Document segment >>
Some candidates find their views don't mesh with the D's and the R's, and so they run as independents or with third parties. They may have enough passion and frustration. But they're up against another strong sentiment: tradition.

"We thrive on tradition," explains Craig Ruff, an analyst with Public Sector Consultants in Lansing. "And one of the traditions is you're either born and bred a Republican or you're born and bred a Democrat. You're not born and bred U.S. Taxpayer Party."

Or the Green Party, or Libertarian, or Natural Law. We spoke with three of the four minor parties on the Michigan ballot for this story. No one from the Natural Law Party could be reached for comment.

With a few exceptions, third parties have historically won very few high-level offices.

Yet they continue to field candidates and carve out their own niche.

"There is a powerful history of the importance of third parties in America," says Green Party of Michigan co-chair Fred Vitale. He says third parties are at their best in times of great social change, when they generate dialogue that helps the nation move through difficult issues.

"Questions of employment, foreclosure, the safety net, war...those are very big questions, and the country is at kind of a turning point," Vitale says. "And I think that the Green Party under those circumstances can in fact grow and become very important."

But third parties say it's a challenge just being recognized.

Given request 1 >> Translate this sentence from the piece on third parties into Spanish: "With a few exceptions, third parties have historically won very few high-level offices."
Given request 2 >> Pick up the piece on third parties in Michigan after its final sentence and continue it.

Data excerpts >>

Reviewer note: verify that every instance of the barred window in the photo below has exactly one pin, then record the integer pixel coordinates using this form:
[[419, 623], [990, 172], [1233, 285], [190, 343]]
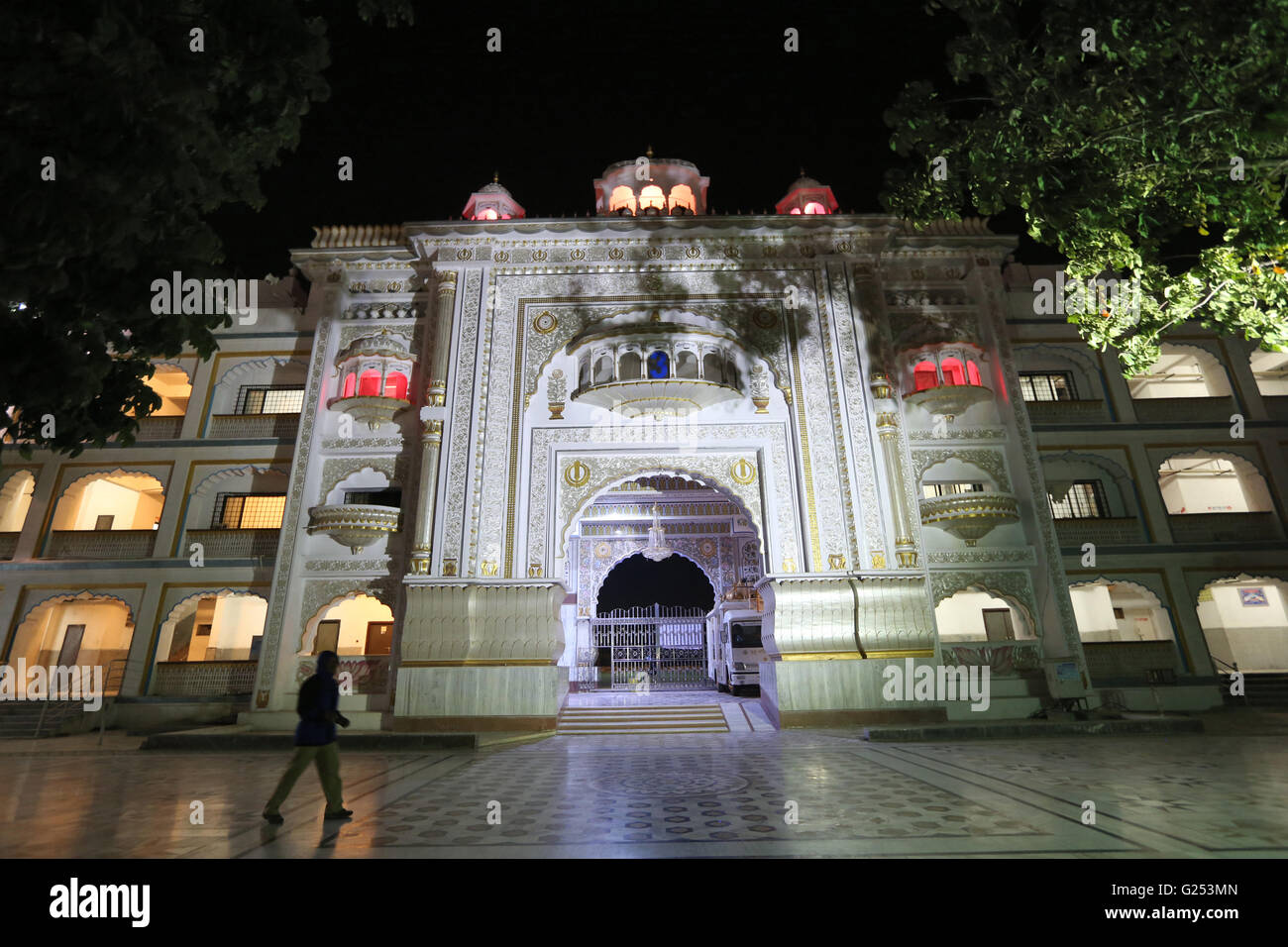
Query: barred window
[[930, 489], [1047, 385], [389, 496], [1085, 500], [249, 512], [270, 399]]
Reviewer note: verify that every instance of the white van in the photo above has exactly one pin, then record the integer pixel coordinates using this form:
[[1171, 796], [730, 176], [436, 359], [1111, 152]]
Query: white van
[[738, 652]]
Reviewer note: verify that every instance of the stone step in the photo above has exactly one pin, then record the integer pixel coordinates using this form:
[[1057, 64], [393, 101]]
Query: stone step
[[702, 718]]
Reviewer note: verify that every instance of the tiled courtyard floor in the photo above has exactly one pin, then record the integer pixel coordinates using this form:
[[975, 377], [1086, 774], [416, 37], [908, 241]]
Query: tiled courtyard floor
[[1224, 793]]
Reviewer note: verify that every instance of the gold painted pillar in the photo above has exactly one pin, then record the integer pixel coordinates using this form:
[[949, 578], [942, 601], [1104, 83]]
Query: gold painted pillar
[[432, 418], [888, 429]]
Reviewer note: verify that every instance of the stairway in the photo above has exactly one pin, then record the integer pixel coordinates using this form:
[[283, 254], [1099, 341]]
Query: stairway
[[704, 718], [27, 719], [1263, 689]]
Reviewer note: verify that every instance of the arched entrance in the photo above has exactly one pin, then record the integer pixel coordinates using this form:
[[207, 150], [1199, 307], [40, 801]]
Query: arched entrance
[[651, 561], [658, 643]]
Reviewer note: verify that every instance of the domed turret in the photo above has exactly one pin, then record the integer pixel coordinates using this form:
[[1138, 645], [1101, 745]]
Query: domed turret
[[651, 187], [806, 196], [492, 202]]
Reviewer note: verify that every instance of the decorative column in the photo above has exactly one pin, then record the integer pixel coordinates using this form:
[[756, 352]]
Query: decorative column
[[432, 418], [888, 429]]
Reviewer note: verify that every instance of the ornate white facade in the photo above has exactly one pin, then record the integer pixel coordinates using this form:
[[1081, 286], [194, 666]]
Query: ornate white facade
[[829, 406]]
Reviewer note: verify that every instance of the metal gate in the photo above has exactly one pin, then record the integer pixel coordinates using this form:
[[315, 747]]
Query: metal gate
[[655, 647]]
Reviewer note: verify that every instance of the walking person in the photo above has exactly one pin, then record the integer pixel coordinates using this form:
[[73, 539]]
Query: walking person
[[314, 741]]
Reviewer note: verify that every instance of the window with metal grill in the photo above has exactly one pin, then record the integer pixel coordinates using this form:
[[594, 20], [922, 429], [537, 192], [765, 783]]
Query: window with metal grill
[[928, 489], [270, 399], [249, 512], [1047, 385], [390, 496], [1085, 500]]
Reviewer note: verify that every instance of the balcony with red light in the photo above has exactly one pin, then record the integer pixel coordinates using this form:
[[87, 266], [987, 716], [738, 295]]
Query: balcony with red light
[[651, 187], [492, 202], [807, 197], [945, 379], [373, 377]]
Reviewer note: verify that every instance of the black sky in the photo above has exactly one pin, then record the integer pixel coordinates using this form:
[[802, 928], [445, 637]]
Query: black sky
[[428, 114]]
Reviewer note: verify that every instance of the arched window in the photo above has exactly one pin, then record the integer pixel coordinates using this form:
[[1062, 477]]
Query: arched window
[[682, 200], [395, 385], [603, 368], [953, 371], [652, 198], [622, 200]]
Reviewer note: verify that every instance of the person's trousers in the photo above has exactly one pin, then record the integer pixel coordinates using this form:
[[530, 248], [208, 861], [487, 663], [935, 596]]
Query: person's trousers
[[327, 759]]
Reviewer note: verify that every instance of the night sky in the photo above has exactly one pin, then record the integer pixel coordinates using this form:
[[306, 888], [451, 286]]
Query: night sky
[[426, 114]]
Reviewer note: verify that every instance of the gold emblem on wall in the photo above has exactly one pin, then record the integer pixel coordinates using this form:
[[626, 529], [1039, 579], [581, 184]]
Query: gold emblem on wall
[[576, 474], [743, 472]]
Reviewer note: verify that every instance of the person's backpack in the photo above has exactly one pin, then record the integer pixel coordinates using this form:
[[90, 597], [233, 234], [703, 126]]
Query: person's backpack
[[307, 702]]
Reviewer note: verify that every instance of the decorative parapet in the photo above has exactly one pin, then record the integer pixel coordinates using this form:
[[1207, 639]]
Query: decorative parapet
[[343, 236], [235, 544], [204, 678], [490, 622], [854, 616], [281, 427], [101, 544]]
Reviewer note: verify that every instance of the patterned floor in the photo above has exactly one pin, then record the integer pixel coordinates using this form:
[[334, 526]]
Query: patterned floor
[[739, 793]]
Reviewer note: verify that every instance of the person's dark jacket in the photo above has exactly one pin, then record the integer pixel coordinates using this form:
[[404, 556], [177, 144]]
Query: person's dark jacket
[[320, 696]]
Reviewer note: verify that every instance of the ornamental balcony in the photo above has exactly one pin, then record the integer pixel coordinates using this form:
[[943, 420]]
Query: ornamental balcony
[[355, 526], [969, 517], [664, 368], [372, 410], [949, 399]]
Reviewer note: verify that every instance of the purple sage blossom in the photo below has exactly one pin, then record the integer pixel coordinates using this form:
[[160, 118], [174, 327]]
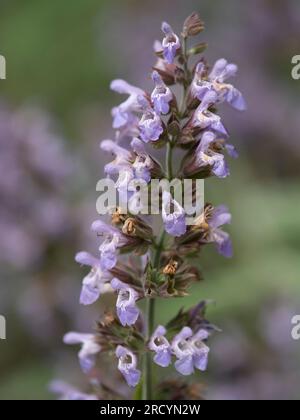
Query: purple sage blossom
[[123, 158], [89, 348], [143, 163], [96, 282], [226, 92], [170, 43], [128, 366], [190, 351], [127, 310], [161, 346], [150, 124], [161, 95], [173, 216], [205, 119], [207, 157], [220, 217], [113, 240]]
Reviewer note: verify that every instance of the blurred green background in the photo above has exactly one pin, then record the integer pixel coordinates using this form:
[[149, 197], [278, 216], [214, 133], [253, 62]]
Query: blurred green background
[[60, 58]]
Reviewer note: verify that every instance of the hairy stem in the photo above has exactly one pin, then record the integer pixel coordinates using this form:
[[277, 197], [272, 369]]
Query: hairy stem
[[169, 161], [150, 318]]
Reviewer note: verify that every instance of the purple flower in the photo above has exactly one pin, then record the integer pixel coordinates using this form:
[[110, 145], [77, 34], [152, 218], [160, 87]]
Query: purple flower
[[69, 393], [221, 71], [123, 114], [113, 240], [89, 349], [161, 346], [150, 124], [170, 43], [190, 351], [205, 119], [161, 95], [211, 221], [173, 216], [206, 156], [96, 282], [143, 163], [127, 310], [220, 216], [123, 158], [128, 366]]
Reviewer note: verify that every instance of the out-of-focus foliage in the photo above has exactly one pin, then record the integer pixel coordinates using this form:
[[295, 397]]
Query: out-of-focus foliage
[[60, 57]]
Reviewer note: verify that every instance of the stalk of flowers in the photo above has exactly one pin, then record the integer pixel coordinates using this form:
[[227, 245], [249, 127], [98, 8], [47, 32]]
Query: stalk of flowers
[[131, 261]]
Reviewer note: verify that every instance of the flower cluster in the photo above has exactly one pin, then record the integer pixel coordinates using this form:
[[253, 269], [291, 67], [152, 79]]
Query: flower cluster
[[131, 261]]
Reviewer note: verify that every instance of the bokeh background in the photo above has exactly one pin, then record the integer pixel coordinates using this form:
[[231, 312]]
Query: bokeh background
[[54, 110]]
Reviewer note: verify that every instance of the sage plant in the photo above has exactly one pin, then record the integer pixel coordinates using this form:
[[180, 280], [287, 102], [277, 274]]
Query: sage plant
[[140, 267]]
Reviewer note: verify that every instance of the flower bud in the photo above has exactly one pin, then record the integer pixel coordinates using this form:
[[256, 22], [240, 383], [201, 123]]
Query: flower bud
[[193, 25]]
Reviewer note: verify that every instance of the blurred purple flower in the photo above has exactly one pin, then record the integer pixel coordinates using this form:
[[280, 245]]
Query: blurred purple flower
[[89, 349], [205, 119], [170, 43], [123, 114], [150, 124]]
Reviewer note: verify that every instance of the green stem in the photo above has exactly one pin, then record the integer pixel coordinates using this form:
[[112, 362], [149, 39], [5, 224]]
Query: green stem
[[150, 318], [169, 161]]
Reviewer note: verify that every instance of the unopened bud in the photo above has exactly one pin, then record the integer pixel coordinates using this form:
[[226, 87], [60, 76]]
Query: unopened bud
[[193, 25]]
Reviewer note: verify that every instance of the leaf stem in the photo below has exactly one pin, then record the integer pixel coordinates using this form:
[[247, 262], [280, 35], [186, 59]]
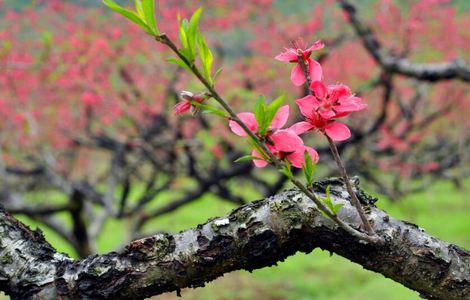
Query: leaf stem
[[275, 161], [339, 162]]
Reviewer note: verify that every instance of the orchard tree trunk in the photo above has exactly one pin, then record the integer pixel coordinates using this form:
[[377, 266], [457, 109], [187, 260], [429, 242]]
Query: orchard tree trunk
[[252, 236]]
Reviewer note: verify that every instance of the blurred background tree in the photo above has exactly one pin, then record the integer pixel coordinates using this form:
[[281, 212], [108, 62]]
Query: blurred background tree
[[89, 142]]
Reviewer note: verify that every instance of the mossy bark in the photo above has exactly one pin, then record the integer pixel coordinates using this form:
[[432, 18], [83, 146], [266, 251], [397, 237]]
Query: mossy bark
[[253, 236]]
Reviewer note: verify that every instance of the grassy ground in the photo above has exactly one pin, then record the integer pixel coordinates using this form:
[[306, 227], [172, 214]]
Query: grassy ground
[[442, 211]]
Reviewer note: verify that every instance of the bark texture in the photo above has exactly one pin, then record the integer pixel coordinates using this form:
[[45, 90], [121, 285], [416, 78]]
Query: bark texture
[[253, 236]]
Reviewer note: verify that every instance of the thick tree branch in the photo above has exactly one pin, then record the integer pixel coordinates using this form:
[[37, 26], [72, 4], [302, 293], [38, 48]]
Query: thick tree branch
[[253, 236], [457, 69]]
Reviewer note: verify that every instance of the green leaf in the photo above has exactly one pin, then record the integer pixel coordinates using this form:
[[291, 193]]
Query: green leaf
[[216, 74], [206, 57], [309, 168], [272, 109], [139, 9], [180, 63], [133, 16], [260, 115], [246, 158], [183, 24], [148, 8], [193, 30], [286, 170], [259, 149], [209, 109]]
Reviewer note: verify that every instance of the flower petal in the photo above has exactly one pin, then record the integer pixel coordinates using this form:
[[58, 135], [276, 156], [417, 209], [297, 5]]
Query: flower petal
[[319, 89], [290, 55], [286, 141], [327, 114], [315, 70], [260, 163], [338, 91], [249, 120], [337, 131], [316, 46], [297, 75], [182, 107], [301, 127], [280, 119], [307, 105]]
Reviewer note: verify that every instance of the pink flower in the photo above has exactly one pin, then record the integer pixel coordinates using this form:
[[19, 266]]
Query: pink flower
[[186, 105], [299, 51], [327, 104], [283, 143]]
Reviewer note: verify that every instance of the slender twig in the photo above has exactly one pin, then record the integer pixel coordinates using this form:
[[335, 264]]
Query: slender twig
[[274, 160], [339, 162], [345, 176]]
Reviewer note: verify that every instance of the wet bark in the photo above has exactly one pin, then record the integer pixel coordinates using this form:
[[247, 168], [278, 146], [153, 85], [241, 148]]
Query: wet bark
[[253, 236]]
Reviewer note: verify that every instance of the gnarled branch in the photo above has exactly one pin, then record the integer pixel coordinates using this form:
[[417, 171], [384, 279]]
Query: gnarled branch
[[253, 236]]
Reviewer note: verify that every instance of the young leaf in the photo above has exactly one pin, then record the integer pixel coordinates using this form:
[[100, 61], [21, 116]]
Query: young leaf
[[148, 8], [286, 170], [179, 63], [272, 109], [260, 115], [183, 25], [193, 30], [216, 74], [133, 16], [139, 9], [309, 168], [246, 158], [206, 57], [259, 149]]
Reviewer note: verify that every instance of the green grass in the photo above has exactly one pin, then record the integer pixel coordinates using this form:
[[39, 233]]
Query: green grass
[[442, 211]]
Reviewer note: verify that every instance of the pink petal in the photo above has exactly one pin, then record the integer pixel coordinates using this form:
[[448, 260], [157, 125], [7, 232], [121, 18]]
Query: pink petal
[[260, 163], [286, 141], [301, 127], [297, 75], [327, 114], [296, 158], [319, 89], [350, 104], [248, 119], [338, 91], [315, 70], [182, 107], [280, 119], [287, 56], [316, 46], [337, 131], [307, 105]]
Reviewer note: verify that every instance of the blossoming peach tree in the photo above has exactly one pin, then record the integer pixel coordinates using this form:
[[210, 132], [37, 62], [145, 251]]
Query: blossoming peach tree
[[272, 142]]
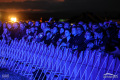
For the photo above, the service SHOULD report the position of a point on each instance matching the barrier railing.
(25, 58)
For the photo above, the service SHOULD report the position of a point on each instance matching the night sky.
(60, 5)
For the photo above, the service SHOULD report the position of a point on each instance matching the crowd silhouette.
(79, 37)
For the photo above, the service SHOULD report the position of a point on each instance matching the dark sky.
(60, 5)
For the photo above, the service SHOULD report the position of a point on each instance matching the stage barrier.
(24, 58)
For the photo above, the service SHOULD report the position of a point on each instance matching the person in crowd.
(47, 38)
(1, 30)
(15, 31)
(66, 42)
(55, 36)
(66, 25)
(22, 31)
(38, 27)
(6, 35)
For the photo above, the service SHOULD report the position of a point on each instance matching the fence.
(56, 64)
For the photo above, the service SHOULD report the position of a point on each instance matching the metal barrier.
(56, 64)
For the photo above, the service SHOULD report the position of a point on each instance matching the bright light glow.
(13, 19)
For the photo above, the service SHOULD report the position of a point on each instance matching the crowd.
(81, 36)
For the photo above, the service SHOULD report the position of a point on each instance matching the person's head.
(54, 30)
(119, 34)
(48, 34)
(43, 26)
(85, 26)
(80, 30)
(60, 25)
(22, 26)
(81, 23)
(88, 35)
(90, 24)
(29, 23)
(27, 31)
(74, 31)
(0, 24)
(37, 23)
(5, 30)
(67, 33)
(100, 24)
(94, 27)
(62, 30)
(15, 25)
(98, 33)
(66, 25)
(32, 29)
(32, 24)
(9, 25)
(4, 25)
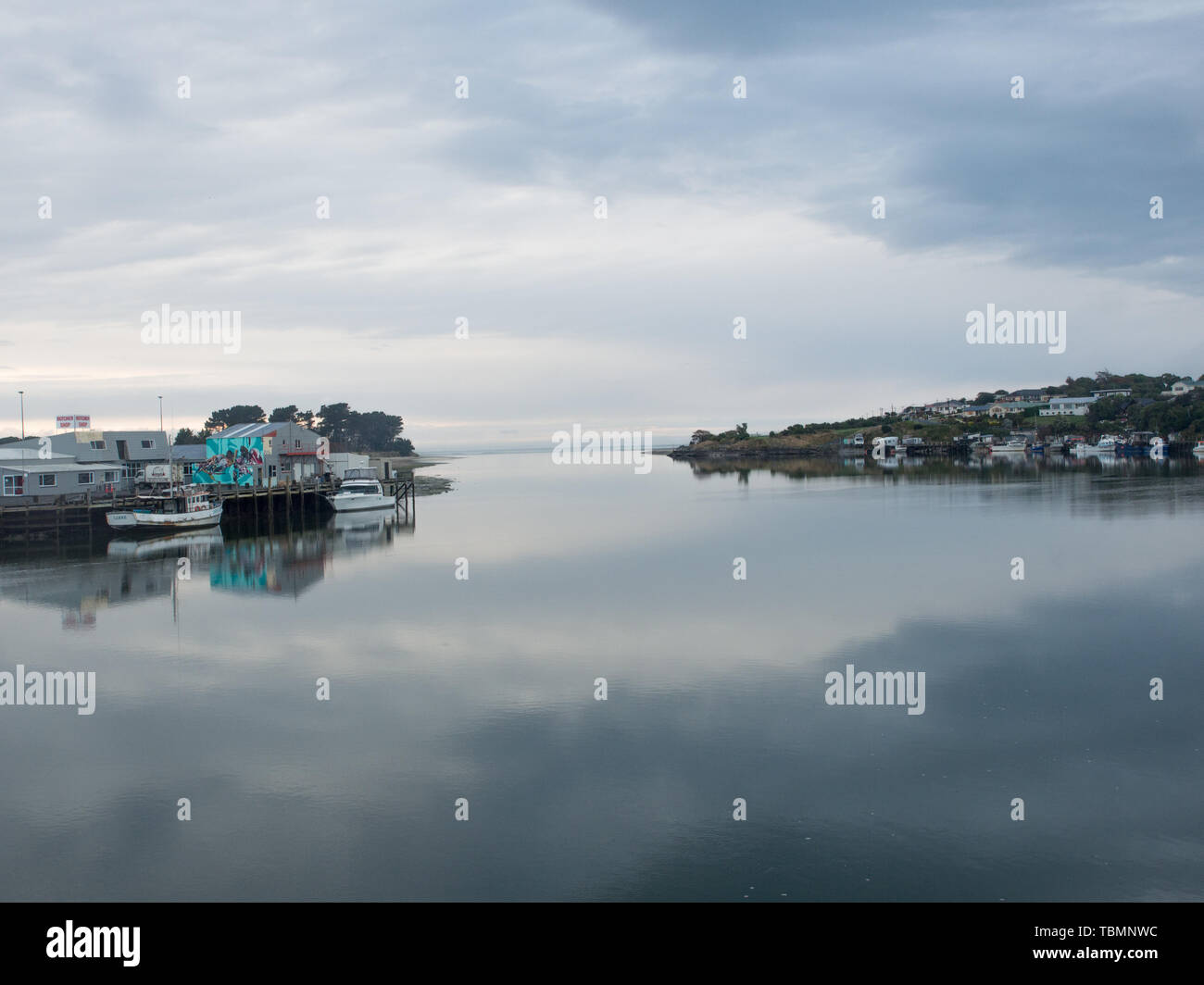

Final result 1 >> Con algunas excepciones, los terceros partidos históricamente han ganado muy pocos cargos de alto nivel.

Final result 2 >>
"We're discriminated by the press, we're discriminated by the government's rules and regulations," says Will Tyler White. "It's hard to get a leg up."

White is the treasurer of the Lansing area chapter of the Michigan Libertarian Party. He says the party had to pressure the state of Michigan to enact a law to keep his and other third parties on the ballot.

"We had to have another petition drive about eight or 10 years ago to be recognized again as a political party, even though we'd been around for 30 years," White laments. "It's kind of ridiculous."

White also criticizes public broadcasting. He says it's wrong for stations accepting public funds to exclude third party candidates from political debates. White asks what would happen if sportscasters only reported on selected baseball teams and ignored the rest.

"They're not popular, so we're just going to report the scores on the New York Yankees and the Detroit Tigers," says White. "No...if you did that, you'd be lambasted for discriminating against all the other teams. It's no different in politics."

WKAR and other stations look to a 1995 policy established by the Michigan Association of Public Broadcasters. Stations consider whether a candidate has gained at least five percent support in a "significant, reliable, non-partisan public opinion poll."

MAPB president Steve Schram says the federal government gives broadcasters the autonomy to make their own decisions about which candidates they invite.

"The FCC does allow broadcasters good faith news judgment and editorial discretion, and it's certainly based on reasonable pre-established and objective criteria such as polling data," says Schram. "And that's where we've been consistent with our policy since 1995, and that still applies today."

Despite feelings of exclusion, chairman Bill Mohr with the U.S. Taxpayers Party of Michigan says they are starting to get more mainstream exposure.

"You called me for this interview, so I'm very pleased with that," Mohr says. "That's beginning to change, and I expect by the year 2012, by that election we're going to see a huge change in the media."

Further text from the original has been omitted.